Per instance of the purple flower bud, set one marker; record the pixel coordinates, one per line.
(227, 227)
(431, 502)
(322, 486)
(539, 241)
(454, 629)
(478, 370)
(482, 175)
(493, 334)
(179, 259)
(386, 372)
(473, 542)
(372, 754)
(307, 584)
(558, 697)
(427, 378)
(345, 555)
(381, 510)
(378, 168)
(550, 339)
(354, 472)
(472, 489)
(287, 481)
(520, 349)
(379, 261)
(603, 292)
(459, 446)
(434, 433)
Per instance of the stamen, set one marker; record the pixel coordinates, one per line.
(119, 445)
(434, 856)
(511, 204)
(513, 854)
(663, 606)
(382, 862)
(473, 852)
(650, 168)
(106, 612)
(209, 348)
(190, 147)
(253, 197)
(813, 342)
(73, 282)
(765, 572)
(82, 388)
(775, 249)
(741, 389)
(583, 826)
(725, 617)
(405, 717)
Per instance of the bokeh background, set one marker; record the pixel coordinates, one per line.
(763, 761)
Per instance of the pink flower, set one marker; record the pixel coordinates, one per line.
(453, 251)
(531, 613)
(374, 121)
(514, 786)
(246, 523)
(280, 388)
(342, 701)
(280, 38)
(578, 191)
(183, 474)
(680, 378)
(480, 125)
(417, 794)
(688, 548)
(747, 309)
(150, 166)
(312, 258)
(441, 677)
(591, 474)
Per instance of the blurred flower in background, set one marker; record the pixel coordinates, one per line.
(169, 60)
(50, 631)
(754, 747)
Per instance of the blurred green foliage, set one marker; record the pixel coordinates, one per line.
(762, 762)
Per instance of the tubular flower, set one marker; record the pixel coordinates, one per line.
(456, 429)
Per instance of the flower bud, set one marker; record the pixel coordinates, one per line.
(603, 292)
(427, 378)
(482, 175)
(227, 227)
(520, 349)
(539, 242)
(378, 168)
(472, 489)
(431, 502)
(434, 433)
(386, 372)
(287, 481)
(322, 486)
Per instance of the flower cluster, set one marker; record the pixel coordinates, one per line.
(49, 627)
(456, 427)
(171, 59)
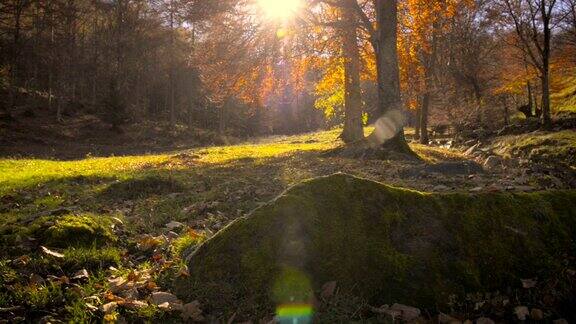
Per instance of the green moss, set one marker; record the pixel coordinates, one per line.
(383, 244)
(91, 258)
(73, 230)
(185, 242)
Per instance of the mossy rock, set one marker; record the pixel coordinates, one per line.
(73, 230)
(382, 244)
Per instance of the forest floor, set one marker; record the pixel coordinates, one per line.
(144, 210)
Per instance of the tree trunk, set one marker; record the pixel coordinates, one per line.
(389, 76)
(353, 128)
(530, 101)
(171, 76)
(424, 138)
(417, 125)
(546, 114)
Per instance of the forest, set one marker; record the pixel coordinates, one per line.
(288, 161)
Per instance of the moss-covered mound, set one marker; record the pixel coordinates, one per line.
(381, 243)
(73, 230)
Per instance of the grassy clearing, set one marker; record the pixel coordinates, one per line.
(557, 147)
(103, 212)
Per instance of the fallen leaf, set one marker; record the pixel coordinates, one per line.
(91, 307)
(183, 272)
(166, 301)
(22, 260)
(109, 307)
(51, 253)
(173, 225)
(81, 274)
(134, 304)
(328, 290)
(192, 311)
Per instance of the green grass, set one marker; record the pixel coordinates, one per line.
(72, 206)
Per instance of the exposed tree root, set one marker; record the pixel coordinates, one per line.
(369, 149)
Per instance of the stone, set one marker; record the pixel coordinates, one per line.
(537, 314)
(493, 162)
(484, 320)
(407, 313)
(378, 240)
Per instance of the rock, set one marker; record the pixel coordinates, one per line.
(493, 162)
(109, 307)
(81, 274)
(192, 311)
(537, 314)
(174, 225)
(326, 228)
(529, 283)
(172, 235)
(484, 320)
(167, 300)
(407, 313)
(472, 149)
(521, 312)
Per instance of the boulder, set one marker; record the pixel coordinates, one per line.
(493, 162)
(386, 245)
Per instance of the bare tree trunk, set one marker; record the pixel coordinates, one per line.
(353, 128)
(417, 125)
(546, 113)
(530, 101)
(424, 137)
(389, 74)
(171, 68)
(506, 111)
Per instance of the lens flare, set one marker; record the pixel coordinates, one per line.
(280, 9)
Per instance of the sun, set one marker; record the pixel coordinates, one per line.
(280, 9)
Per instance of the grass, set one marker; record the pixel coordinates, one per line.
(111, 202)
(557, 147)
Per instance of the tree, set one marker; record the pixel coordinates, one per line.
(532, 20)
(353, 126)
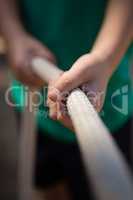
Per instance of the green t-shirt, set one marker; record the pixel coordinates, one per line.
(69, 28)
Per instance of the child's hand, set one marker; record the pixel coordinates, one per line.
(21, 50)
(91, 73)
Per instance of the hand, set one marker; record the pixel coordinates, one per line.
(92, 73)
(21, 50)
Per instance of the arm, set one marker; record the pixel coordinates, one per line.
(21, 46)
(97, 67)
(116, 32)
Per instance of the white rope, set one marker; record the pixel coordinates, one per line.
(104, 163)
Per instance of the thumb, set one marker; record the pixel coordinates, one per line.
(68, 81)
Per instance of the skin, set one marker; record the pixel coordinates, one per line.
(94, 68)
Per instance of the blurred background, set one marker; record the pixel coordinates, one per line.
(9, 145)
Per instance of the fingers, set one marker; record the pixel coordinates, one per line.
(56, 113)
(64, 84)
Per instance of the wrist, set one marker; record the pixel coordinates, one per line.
(107, 60)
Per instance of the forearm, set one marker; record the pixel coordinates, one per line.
(10, 25)
(117, 31)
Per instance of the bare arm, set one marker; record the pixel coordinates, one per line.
(116, 32)
(97, 67)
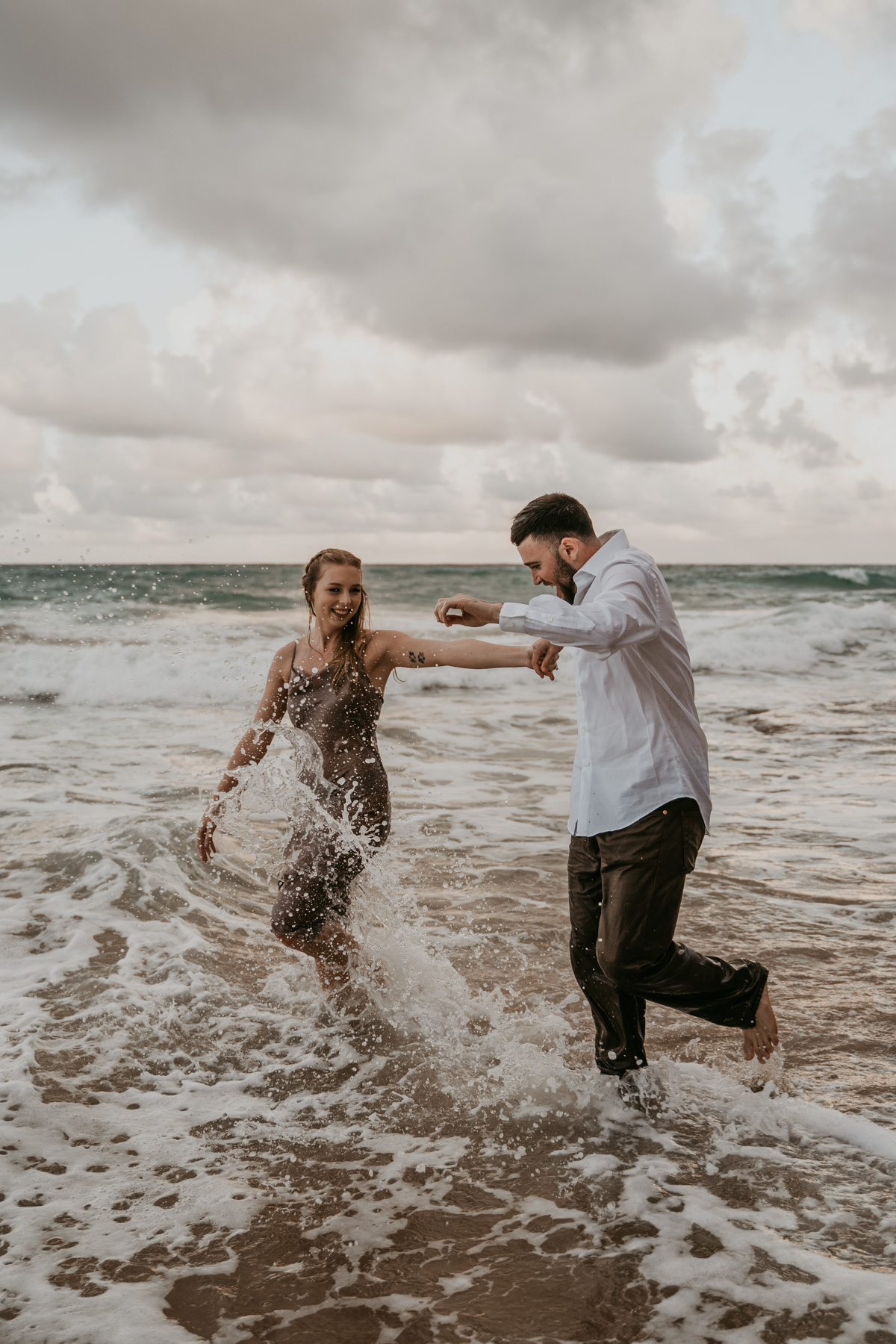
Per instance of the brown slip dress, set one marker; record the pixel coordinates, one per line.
(321, 865)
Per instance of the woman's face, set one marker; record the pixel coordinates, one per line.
(337, 596)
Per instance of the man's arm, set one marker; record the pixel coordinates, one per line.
(626, 612)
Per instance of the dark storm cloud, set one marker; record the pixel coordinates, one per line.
(465, 175)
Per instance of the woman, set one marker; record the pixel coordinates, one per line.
(332, 685)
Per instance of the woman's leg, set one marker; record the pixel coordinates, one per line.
(331, 951)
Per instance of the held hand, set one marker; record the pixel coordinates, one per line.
(205, 833)
(467, 611)
(543, 658)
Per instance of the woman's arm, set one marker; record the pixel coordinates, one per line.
(391, 650)
(253, 745)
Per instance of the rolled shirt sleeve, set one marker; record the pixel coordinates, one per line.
(626, 612)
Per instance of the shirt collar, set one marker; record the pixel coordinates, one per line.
(610, 544)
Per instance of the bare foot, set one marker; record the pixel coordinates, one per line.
(761, 1041)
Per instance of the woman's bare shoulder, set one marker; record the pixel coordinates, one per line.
(284, 658)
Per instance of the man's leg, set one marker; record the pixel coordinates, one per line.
(618, 1015)
(644, 870)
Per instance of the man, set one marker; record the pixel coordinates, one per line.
(640, 784)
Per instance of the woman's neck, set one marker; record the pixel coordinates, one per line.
(320, 640)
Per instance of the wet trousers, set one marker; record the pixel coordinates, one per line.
(625, 893)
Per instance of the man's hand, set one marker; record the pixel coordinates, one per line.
(467, 611)
(206, 831)
(544, 656)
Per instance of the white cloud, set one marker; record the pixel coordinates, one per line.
(445, 272)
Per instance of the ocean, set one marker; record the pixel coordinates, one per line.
(199, 1144)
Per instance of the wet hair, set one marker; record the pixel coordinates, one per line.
(550, 519)
(351, 641)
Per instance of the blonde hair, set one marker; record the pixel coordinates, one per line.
(351, 641)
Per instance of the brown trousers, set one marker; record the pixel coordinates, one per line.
(625, 893)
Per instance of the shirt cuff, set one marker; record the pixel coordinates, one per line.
(512, 617)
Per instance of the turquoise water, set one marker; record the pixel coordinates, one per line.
(198, 1144)
(260, 588)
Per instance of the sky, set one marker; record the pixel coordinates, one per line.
(374, 273)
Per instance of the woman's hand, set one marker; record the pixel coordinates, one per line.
(543, 658)
(205, 833)
(467, 611)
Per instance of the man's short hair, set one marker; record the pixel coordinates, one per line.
(550, 519)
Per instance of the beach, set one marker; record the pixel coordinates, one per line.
(199, 1144)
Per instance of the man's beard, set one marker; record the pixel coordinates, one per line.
(563, 584)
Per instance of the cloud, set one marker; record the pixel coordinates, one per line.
(265, 378)
(465, 175)
(790, 428)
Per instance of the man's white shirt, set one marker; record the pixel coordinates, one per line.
(640, 738)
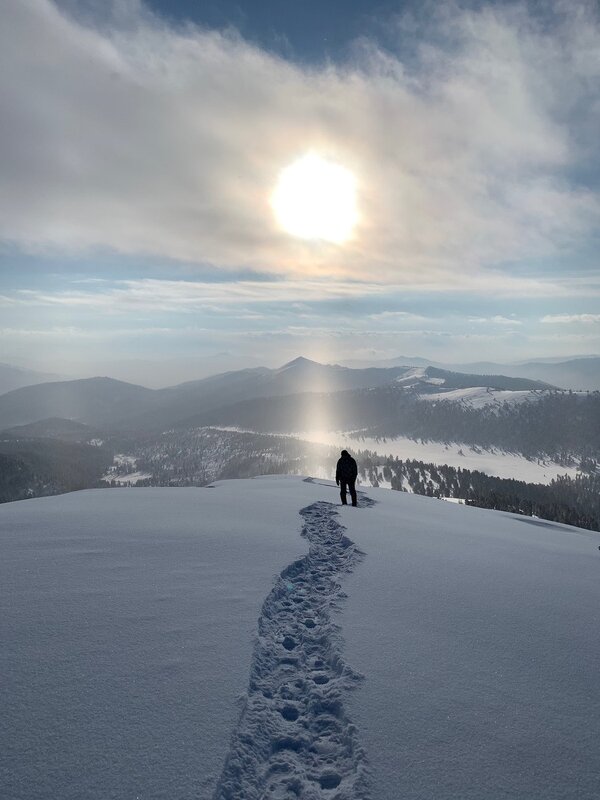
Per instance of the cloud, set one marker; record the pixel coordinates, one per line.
(498, 319)
(148, 139)
(571, 319)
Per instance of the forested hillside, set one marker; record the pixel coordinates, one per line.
(38, 467)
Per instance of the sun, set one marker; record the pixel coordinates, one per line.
(316, 199)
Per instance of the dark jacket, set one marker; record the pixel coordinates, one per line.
(347, 469)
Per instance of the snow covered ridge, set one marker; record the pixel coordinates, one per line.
(294, 738)
(131, 620)
(482, 396)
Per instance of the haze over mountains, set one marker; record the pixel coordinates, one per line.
(12, 377)
(107, 403)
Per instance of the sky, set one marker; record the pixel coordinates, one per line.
(141, 146)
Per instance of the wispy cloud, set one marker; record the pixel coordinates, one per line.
(497, 319)
(147, 139)
(571, 319)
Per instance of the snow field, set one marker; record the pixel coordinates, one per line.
(191, 644)
(294, 738)
(463, 456)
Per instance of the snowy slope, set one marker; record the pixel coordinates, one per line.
(130, 621)
(482, 396)
(462, 456)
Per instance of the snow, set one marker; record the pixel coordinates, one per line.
(191, 643)
(482, 396)
(126, 478)
(496, 462)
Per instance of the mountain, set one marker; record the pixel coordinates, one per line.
(581, 373)
(114, 405)
(15, 377)
(407, 648)
(104, 402)
(67, 430)
(100, 402)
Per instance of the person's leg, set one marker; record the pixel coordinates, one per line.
(343, 493)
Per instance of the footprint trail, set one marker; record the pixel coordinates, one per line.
(294, 738)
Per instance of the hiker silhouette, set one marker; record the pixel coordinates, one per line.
(345, 476)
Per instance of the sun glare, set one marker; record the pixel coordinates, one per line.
(316, 199)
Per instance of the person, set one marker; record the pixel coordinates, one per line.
(345, 476)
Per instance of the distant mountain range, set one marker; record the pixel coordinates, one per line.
(12, 377)
(579, 374)
(111, 405)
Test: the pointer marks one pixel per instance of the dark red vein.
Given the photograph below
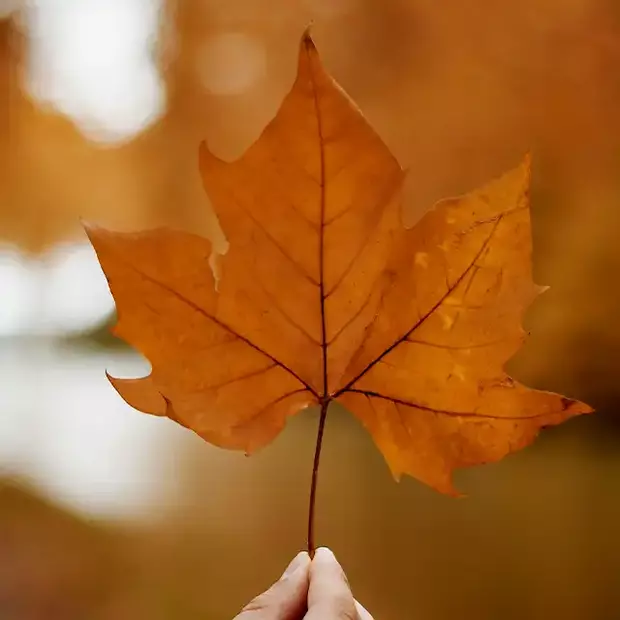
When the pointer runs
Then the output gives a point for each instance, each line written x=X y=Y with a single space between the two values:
x=447 y=347
x=447 y=412
x=423 y=318
x=247 y=375
x=376 y=216
x=321 y=232
x=217 y=322
x=270 y=404
x=286 y=317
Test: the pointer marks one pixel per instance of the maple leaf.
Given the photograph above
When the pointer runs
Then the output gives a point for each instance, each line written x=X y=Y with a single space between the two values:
x=325 y=296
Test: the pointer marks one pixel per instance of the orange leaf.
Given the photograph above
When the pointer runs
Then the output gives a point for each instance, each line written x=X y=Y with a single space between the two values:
x=323 y=295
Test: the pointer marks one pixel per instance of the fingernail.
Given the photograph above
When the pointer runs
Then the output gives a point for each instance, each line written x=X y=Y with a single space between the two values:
x=298 y=561
x=323 y=554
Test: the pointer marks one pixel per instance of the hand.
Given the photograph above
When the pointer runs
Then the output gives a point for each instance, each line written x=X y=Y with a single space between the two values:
x=308 y=590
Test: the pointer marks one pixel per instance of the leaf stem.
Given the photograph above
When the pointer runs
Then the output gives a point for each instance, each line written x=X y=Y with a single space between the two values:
x=315 y=476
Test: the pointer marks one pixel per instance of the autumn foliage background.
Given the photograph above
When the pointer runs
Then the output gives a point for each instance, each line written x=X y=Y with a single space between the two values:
x=105 y=513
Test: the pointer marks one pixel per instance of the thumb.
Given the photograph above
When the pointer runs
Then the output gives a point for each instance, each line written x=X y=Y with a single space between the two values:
x=329 y=595
x=285 y=599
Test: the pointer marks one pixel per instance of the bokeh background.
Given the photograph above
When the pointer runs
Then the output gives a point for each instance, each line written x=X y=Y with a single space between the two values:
x=108 y=514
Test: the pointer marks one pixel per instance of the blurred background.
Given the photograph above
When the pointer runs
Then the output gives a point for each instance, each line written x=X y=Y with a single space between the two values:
x=107 y=514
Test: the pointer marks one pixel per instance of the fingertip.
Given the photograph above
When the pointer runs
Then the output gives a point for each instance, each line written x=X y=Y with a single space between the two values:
x=301 y=560
x=324 y=555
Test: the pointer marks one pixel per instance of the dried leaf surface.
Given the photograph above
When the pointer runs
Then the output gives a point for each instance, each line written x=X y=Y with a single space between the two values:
x=323 y=295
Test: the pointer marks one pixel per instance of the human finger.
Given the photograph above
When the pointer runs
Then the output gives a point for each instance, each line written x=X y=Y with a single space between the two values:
x=285 y=599
x=362 y=612
x=329 y=595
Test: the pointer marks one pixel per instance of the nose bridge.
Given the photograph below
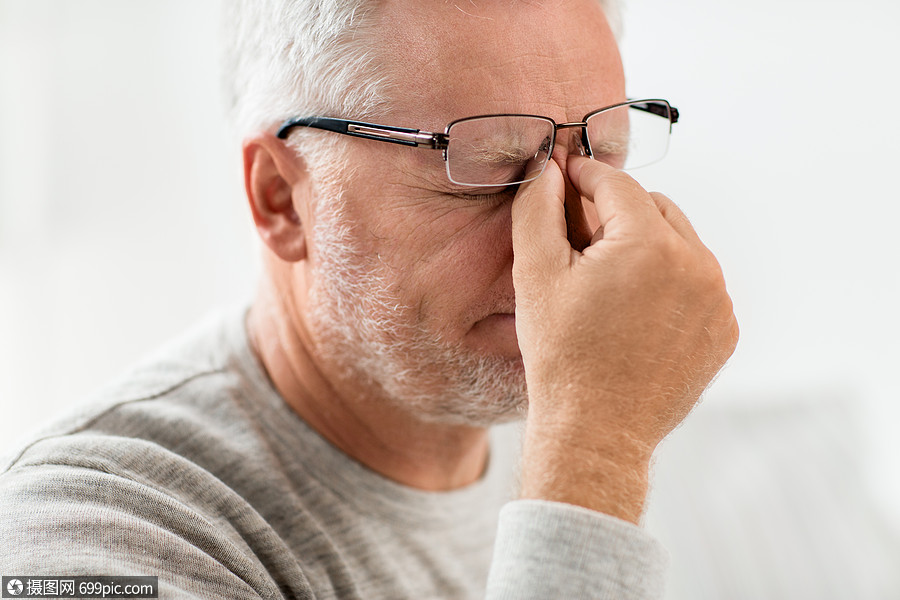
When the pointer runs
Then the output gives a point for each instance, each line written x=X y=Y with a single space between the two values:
x=569 y=140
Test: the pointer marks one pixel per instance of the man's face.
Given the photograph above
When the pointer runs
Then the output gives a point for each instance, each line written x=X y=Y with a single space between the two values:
x=412 y=298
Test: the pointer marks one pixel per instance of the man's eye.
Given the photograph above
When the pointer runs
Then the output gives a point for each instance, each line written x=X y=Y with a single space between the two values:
x=488 y=195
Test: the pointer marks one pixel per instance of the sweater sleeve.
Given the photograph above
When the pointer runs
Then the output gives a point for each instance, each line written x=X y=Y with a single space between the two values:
x=554 y=550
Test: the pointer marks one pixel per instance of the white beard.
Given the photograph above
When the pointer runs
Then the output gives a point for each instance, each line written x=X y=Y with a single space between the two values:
x=365 y=331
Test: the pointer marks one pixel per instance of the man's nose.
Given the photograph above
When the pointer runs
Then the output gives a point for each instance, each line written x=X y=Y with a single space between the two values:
x=568 y=142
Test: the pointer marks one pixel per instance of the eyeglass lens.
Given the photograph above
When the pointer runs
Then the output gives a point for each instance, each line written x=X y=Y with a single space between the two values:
x=495 y=150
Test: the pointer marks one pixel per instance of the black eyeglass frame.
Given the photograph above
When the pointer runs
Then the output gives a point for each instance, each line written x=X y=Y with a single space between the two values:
x=439 y=141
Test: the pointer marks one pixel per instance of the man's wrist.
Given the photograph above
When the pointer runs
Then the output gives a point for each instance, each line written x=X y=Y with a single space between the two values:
x=603 y=471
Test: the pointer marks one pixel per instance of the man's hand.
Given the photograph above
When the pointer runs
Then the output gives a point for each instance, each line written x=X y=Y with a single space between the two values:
x=618 y=341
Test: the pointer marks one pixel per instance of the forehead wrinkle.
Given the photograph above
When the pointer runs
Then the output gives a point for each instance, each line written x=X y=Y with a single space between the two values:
x=521 y=68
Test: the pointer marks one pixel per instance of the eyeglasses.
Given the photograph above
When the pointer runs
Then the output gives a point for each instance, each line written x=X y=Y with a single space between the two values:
x=494 y=150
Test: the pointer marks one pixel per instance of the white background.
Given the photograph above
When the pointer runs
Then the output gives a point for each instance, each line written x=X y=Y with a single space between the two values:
x=122 y=220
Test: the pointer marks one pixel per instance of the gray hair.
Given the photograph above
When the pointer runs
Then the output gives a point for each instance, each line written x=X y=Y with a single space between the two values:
x=289 y=57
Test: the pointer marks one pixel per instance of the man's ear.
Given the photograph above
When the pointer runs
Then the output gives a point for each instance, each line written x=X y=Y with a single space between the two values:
x=278 y=189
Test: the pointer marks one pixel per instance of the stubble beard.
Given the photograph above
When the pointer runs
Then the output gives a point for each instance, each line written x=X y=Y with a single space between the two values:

* _EXERCISE PROMPT_
Your answer should be the number of lines in the records that contain the word "nose", with nothing added.

* _RESULT OF THE TASK_
2